• Exercise objective
Print the items below word for word, from the first line to the last, leaving out the pictures.

• Records provided
--------------------

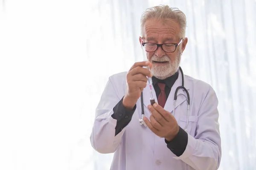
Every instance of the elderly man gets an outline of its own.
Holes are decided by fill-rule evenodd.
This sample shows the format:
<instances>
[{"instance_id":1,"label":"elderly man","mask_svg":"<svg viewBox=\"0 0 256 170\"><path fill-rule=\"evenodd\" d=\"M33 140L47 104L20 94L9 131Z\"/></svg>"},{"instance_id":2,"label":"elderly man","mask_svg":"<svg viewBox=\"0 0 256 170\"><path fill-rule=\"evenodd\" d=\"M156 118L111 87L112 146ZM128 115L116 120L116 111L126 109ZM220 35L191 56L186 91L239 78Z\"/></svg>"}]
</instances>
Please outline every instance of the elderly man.
<instances>
[{"instance_id":1,"label":"elderly man","mask_svg":"<svg viewBox=\"0 0 256 170\"><path fill-rule=\"evenodd\" d=\"M162 6L147 9L141 17L140 42L148 61L136 62L128 72L109 78L96 110L90 140L98 152L114 153L111 170L218 168L217 96L209 85L183 75L179 69L188 42L186 23L185 14L177 8ZM153 80L154 105L149 101L148 77ZM183 84L186 90L175 93ZM146 127L139 122L142 114Z\"/></svg>"}]
</instances>

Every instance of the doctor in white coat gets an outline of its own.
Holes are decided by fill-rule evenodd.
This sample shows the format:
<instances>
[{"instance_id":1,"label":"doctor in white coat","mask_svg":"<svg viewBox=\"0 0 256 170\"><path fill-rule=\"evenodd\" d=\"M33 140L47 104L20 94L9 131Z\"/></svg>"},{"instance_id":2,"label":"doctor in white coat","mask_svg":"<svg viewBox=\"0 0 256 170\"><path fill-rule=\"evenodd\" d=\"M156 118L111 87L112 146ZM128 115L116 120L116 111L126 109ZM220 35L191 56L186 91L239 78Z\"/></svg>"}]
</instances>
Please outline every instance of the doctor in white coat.
<instances>
[{"instance_id":1,"label":"doctor in white coat","mask_svg":"<svg viewBox=\"0 0 256 170\"><path fill-rule=\"evenodd\" d=\"M128 72L109 77L96 109L90 141L99 153L114 153L111 170L218 168L218 101L212 88L184 75L190 99L188 121L183 90L178 91L173 108L175 90L182 85L179 68L188 42L186 23L178 9L161 6L147 9L141 17L140 41L149 61L136 62ZM153 105L147 76L153 80ZM139 122L142 107L147 127Z\"/></svg>"}]
</instances>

--------------------

• Answer to the problem
Every instance of the elderly man gets an outline of its own.
Holes are decided by fill-rule evenodd.
This sample shows the format:
<instances>
[{"instance_id":1,"label":"elderly man","mask_svg":"<svg viewBox=\"0 0 256 170\"><path fill-rule=\"evenodd\" d=\"M33 140L47 104L20 94L9 131Z\"/></svg>"},{"instance_id":2,"label":"elderly man","mask_svg":"<svg viewBox=\"0 0 256 170\"><path fill-rule=\"evenodd\" d=\"M156 118L111 87L112 146ZM128 115L116 120L116 111L126 109ZM220 35L191 56L186 91L239 78Z\"/></svg>"}]
</instances>
Please outline every instance of the elderly man.
<instances>
[{"instance_id":1,"label":"elderly man","mask_svg":"<svg viewBox=\"0 0 256 170\"><path fill-rule=\"evenodd\" d=\"M162 6L147 9L141 17L140 42L148 61L136 62L128 72L109 78L96 110L90 140L98 152L114 153L111 170L218 168L217 96L209 85L183 75L179 69L188 42L186 23L185 14L177 8ZM153 80L154 105L149 101L148 77ZM183 84L186 90L175 93ZM146 127L139 122L142 114Z\"/></svg>"}]
</instances>

Every instance of the doctor in white coat gets an outline of its own.
Holes are decided by fill-rule evenodd.
This sample shows the format:
<instances>
[{"instance_id":1,"label":"doctor in white coat","mask_svg":"<svg viewBox=\"0 0 256 170\"><path fill-rule=\"evenodd\" d=\"M33 140L47 104L20 94L9 131Z\"/></svg>"},{"instance_id":2,"label":"doctor in white coat","mask_svg":"<svg viewBox=\"0 0 256 170\"><path fill-rule=\"evenodd\" d=\"M156 118L111 87L112 146ZM128 115L116 120L116 111L126 109ZM220 35L191 56L186 91L239 78Z\"/></svg>"}]
</instances>
Please outline every instance of the doctor in white coat.
<instances>
[{"instance_id":1,"label":"doctor in white coat","mask_svg":"<svg viewBox=\"0 0 256 170\"><path fill-rule=\"evenodd\" d=\"M128 72L109 77L96 109L90 141L99 153L114 153L111 170L218 168L218 101L212 88L184 75L190 99L188 121L183 90L178 91L173 108L175 90L182 85L179 68L188 42L186 23L178 9L161 6L147 9L141 17L140 41L149 61L136 62ZM153 105L147 76L153 80ZM139 122L142 107L147 127Z\"/></svg>"}]
</instances>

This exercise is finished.